• **Records for the task**

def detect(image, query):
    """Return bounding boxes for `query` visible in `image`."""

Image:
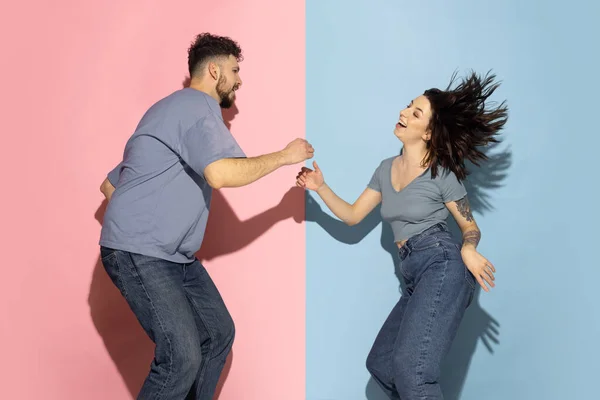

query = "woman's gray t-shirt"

[368,156,467,242]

• **Goal**
Reproduce each entry above character for character, leaving out any pictures.

• **Exercise answer**
def detect(image, query):
    """Return bounding boxes for `query` visible in `image`."""

Image:

query = "woman's gray t-shirt"

[368,156,467,242]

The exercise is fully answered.